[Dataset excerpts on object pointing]
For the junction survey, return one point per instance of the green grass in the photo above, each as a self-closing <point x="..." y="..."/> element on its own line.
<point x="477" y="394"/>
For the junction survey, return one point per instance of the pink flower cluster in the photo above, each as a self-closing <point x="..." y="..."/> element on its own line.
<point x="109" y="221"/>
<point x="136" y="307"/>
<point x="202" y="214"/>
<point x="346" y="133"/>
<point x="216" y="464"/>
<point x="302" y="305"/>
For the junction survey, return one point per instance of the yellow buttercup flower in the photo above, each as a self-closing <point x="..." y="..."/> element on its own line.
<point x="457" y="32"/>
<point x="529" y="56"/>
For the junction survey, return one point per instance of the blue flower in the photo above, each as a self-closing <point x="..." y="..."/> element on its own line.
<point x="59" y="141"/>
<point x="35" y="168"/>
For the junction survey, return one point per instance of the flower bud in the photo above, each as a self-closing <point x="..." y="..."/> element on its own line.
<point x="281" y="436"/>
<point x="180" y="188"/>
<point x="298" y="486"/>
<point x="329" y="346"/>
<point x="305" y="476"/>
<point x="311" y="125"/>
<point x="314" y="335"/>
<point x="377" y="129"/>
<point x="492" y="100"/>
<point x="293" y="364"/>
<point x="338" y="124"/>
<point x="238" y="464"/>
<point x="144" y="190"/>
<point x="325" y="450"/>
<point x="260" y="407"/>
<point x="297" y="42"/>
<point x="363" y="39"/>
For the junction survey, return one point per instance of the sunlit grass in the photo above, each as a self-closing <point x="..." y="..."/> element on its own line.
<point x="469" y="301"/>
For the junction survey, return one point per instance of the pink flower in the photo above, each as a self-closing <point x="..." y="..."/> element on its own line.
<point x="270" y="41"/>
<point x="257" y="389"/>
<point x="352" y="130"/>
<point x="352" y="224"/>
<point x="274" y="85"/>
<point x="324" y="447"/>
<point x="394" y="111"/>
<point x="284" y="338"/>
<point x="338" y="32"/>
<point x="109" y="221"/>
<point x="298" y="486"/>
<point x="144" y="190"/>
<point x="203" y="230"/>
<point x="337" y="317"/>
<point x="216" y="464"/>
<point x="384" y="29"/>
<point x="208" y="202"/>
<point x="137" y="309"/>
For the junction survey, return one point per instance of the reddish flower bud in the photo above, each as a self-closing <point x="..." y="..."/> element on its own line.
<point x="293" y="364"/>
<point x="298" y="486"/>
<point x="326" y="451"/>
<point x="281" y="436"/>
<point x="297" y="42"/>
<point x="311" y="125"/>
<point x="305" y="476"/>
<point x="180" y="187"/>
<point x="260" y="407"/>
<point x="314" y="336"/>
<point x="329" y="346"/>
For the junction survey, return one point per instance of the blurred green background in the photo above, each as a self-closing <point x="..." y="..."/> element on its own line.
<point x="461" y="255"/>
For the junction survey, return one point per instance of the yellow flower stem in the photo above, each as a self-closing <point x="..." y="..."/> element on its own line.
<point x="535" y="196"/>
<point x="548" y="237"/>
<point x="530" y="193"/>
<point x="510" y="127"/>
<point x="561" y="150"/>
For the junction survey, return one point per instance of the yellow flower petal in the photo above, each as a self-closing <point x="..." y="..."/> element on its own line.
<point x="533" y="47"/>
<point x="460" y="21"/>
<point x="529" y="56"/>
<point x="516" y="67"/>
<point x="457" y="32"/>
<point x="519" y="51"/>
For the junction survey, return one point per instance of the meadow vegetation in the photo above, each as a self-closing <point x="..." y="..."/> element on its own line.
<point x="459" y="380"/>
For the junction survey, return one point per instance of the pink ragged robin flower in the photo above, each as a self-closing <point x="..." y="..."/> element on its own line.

What is needed | Reproduce the part of the entries above that opens with the line containing "of the meadow" and closes with the end of the entries, with every x and y coordinate in the answers offset by 80. Leave the requests and their format samples unchanged.

Finished exercise |
For the junction survey, return one point per instance of the meadow vegetation in the photo above, each as a self-closing <point x="..." y="..."/> element on its own line.
<point x="539" y="460"/>
For the junction survey, return one point per instance of the pink ragged robin flower in the photo above, each as a self-closing <point x="..." y="..."/> element on its own line.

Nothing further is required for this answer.